BEGIN Reading passage

Case No: 5:17-cv-157-Oc-30PRL
HARTFORD LIFE AND ANNUITY
INSURANCE COMPANY,
Defendant.
ORDER
THIS CAUSE comes before the Court on Defendant's Motion to Dismiss Count II
(Doc. 7), Plaintiff's Response and Motion for Leave to Amend (Doc. 9), and Defendant's
Response to the Motion for Leave to Amend (Doc. 14). Having considered the filings and
the relevant law, the Court concludes Defendant’s Motion should be granted and Plaintiff’s
Motion should be denied.
DISCUSSION
Plaintiff alleges in the Complaint that she was the beneficiary of a life insurance
policy issued by Defendant. Plaintiff alleges Defendant wrongfully withheld the proceeds
of the life insurance policy and sued for breach of contract (Count I), and for violation of
section 624.155, Florida Statutes—an insurance bad faith claim (Count II). With regard to
the bad faith count, Plaintiff alleges Defendant failed to settle the claim and act fairly
toward Plaintiff. (Doc. 11, ¶22).
Defendant moved to dismiss the bad faith count as premature. In her response,
Plaintiff says that she “does not oppose the Defendant’s motion to dismiss….” (Doc. 9,
¶1). Because Defendant’s Motion is unopposed, the Court concludes the bad faith count
should be dismissed as premature.

END Reading passage

- _Questions_
a – List each distinct docket document number that the court order cites.
b – Print the part of the court order starting with "Case No: 5:17-cv-157-Oc-30PRL" and going on through "should be denied.".

BEGIN Data shown

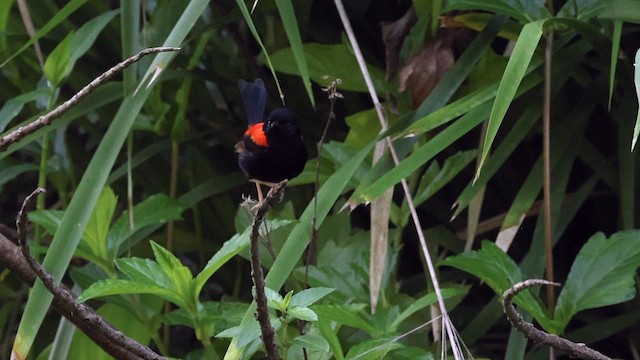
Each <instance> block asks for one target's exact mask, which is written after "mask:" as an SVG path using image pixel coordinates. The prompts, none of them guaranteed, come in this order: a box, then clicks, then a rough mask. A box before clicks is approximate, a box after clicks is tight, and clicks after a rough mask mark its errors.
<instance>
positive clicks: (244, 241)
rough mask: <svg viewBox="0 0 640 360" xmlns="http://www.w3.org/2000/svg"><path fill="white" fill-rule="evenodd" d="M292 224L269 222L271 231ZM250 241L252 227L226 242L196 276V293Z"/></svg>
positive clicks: (273, 220)
mask: <svg viewBox="0 0 640 360" xmlns="http://www.w3.org/2000/svg"><path fill="white" fill-rule="evenodd" d="M292 223H293V221H291V220H272V221H268V222H267V224H268V226H269V229H270V230H271V231H273V230H276V229H279V228H281V227H283V226H286V225H289V224H292ZM250 240H251V227H248V228H247V229H246V230H245V231H244V232H243V233H242V234H235V235H234V236H233V237H232V238H231V239H229V240H227V241H225V243H224V244H223V245H222V248H221V249H220V250H218V252H217V253H215V255H213V257H212V258H211V259H210V260H209V262H207V265H205V267H204V269H202V271H201V272H200V273H199V274H198V275H197V276H196V278H195V285H194V286H195V288H194V291H195V293H196V294H199V293H200V291H201V290H202V287H203V286H204V285H205V284H206V282H207V280H209V278H210V277H211V276H212V275H213V274H214V273H215V272H216V271H218V269H219V268H220V267H221V266H222V265H224V264H226V263H227V261H229V260H230V259H231V258H232V257H234V256H235V255H237V254H238V253H239V252H240V251H242V250H244V249H245V248H246V247H247V246H249V241H250Z"/></svg>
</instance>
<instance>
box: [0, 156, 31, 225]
mask: <svg viewBox="0 0 640 360" xmlns="http://www.w3.org/2000/svg"><path fill="white" fill-rule="evenodd" d="M38 169H39V167H38V166H37V165H35V164H28V163H22V164H16V165H5V164H3V163H2V161H0V192H1V191H2V188H3V187H4V184H6V183H8V182H9V181H11V180H13V179H15V178H17V177H18V176H19V175H21V174H24V173H26V172H29V171H38ZM29 216H31V213H29Z"/></svg>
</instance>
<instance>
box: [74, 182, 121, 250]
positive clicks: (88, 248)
mask: <svg viewBox="0 0 640 360" xmlns="http://www.w3.org/2000/svg"><path fill="white" fill-rule="evenodd" d="M117 203H118V197H117V196H116V194H115V193H114V192H113V190H112V189H111V188H110V187H105V188H104V189H102V192H101V193H100V197H99V198H98V202H97V203H96V207H95V208H94V209H93V213H92V214H91V217H90V218H89V222H88V223H87V228H86V229H85V231H84V236H83V237H82V238H83V239H84V244H86V245H87V247H88V250H90V251H91V253H92V255H93V256H95V257H97V258H100V259H103V260H105V261H109V260H110V259H109V257H108V255H107V234H108V233H109V226H110V225H111V219H112V218H113V213H114V212H115V210H116V205H117Z"/></svg>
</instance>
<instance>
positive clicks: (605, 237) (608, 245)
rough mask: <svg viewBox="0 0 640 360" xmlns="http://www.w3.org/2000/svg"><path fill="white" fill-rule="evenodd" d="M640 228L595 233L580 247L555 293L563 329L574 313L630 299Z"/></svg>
mask: <svg viewBox="0 0 640 360" xmlns="http://www.w3.org/2000/svg"><path fill="white" fill-rule="evenodd" d="M639 242H640V231H639V230H628V231H621V232H617V233H615V234H613V235H611V237H610V238H609V239H607V238H606V237H605V236H604V234H603V233H596V234H595V235H593V236H592V237H591V238H590V239H589V241H587V243H586V244H585V245H584V246H583V247H582V249H580V252H579V253H578V256H577V257H576V260H575V261H574V262H573V265H572V266H571V271H570V272H569V276H568V277H567V281H566V283H565V284H564V287H563V288H562V292H561V293H560V296H559V297H558V304H557V305H556V310H555V320H556V321H557V322H558V326H559V331H560V332H562V331H564V329H565V327H566V325H567V324H568V323H569V320H571V318H572V317H573V315H575V314H576V313H578V312H580V311H582V310H586V309H592V308H597V307H602V306H608V305H613V304H618V303H621V302H624V301H627V300H631V299H633V297H634V296H635V294H636V289H635V287H634V285H635V281H634V275H635V273H636V269H637V268H638V266H640V246H638V243H639Z"/></svg>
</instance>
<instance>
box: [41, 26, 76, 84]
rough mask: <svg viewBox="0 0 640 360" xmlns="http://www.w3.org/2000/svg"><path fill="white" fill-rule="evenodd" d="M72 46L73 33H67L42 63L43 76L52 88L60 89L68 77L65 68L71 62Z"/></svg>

END Data shown

- _Answers for each item_
a –
Doc. 7
Doc. 9
Doc. 14
Doc. 11

b –
Case No: 5:17-cv-157-Oc-30PRL
HARTFORD LIFE AND ANNUITY
INSURANCE COMPANY,
Defendant.
ORDER
THIS CAUSE comes before the Court on Defendant's Motion to Dismiss Count II
(Doc. 7), Plaintiff's Response and Motion for Leave to Amend (Doc. 9), and Defendant's
Response to the Motion for Leave to Amend (Doc. 14). Having considered the filings and
the relevant law, the Court concludes Defendant’s Motion should be granted and Plaintiff’s
Motion should be denied.